--- Begin ---
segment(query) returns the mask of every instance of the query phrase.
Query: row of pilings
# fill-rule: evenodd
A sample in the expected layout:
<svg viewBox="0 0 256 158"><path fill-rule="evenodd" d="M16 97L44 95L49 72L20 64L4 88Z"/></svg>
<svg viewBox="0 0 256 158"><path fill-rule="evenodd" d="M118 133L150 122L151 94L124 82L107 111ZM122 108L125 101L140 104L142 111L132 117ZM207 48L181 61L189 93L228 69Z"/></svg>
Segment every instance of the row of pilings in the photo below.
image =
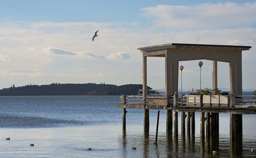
--- End ---
**AIM OF THE TASK:** Please rewrite the listing above, swapping "pilings" for "wooden posts" wherever it appears and changing nothing else. Leave the pictures out of your answer.

**OUTPUT BELOW:**
segment(query) returns the mask of every instance of the query phrase.
Query: row of wooden posts
# fill-rule: evenodd
A sample in the expected layout:
<svg viewBox="0 0 256 158"><path fill-rule="evenodd" d="M16 97L44 95L49 72L20 64L4 88Z"/></svg>
<svg viewBox="0 0 256 158"><path fill-rule="evenodd" d="M118 133L150 122L151 94L124 82L107 111ZM122 108L125 101L140 104L142 111L132 117ZM207 48L181 61L189 93L228 69Z"/></svg>
Segment every instance of the row of wooden posts in the photo below.
image =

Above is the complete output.